WHAT TO PRODUCE
Copy out the lines below verbatim, from the line containing "Note: locate the bare" through the line containing "pixel 314 117", including both of those lines.

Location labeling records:
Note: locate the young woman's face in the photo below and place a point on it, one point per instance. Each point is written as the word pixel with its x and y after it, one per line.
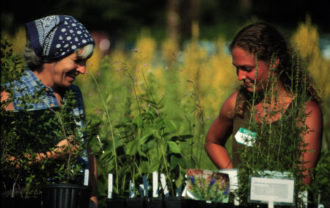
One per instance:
pixel 66 70
pixel 250 71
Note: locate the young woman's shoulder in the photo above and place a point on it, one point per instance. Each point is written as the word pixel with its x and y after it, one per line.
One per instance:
pixel 228 107
pixel 313 109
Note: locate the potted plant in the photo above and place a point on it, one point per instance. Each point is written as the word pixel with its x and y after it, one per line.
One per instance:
pixel 143 142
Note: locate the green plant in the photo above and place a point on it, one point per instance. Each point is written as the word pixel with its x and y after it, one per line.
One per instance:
pixel 143 141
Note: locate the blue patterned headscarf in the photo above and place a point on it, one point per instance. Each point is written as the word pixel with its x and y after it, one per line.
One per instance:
pixel 55 37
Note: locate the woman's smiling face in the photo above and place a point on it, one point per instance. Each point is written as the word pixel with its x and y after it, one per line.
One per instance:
pixel 249 70
pixel 65 71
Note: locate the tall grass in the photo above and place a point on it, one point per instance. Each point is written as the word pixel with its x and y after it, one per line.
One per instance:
pixel 191 83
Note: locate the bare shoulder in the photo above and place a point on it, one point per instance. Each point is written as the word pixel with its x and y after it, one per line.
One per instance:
pixel 228 107
pixel 314 117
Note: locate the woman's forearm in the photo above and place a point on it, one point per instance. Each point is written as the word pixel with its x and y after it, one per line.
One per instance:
pixel 218 155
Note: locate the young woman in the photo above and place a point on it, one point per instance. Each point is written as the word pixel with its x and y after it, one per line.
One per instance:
pixel 272 83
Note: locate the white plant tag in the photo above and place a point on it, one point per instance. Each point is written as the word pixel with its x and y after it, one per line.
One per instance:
pixel 86 177
pixel 131 189
pixel 245 137
pixel 155 184
pixel 164 185
pixel 110 185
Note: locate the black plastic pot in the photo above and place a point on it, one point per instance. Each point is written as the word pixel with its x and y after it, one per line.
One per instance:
pixel 174 202
pixel 136 203
pixel 17 202
pixel 116 203
pixel 155 203
pixel 65 196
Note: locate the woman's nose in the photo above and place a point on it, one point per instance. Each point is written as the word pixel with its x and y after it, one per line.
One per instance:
pixel 241 75
pixel 81 69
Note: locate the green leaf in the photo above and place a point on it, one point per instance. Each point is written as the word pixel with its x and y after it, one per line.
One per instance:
pixel 132 147
pixel 174 148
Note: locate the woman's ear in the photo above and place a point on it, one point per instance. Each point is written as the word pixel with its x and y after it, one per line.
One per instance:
pixel 274 64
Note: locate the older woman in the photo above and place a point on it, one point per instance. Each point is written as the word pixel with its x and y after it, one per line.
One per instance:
pixel 56 52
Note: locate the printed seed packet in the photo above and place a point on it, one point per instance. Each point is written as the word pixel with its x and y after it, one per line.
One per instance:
pixel 207 185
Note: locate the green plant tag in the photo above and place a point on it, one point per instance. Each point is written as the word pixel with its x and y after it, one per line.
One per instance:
pixel 245 137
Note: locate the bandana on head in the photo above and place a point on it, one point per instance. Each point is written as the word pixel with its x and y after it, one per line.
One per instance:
pixel 55 37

COMPLETE OUTPUT
Note: locate the bare shoulder in the photo above and place a point on it, one point per instance. Each point is written as the word pixel with its x and y after it, one per line.
One per instance:
pixel 228 107
pixel 314 117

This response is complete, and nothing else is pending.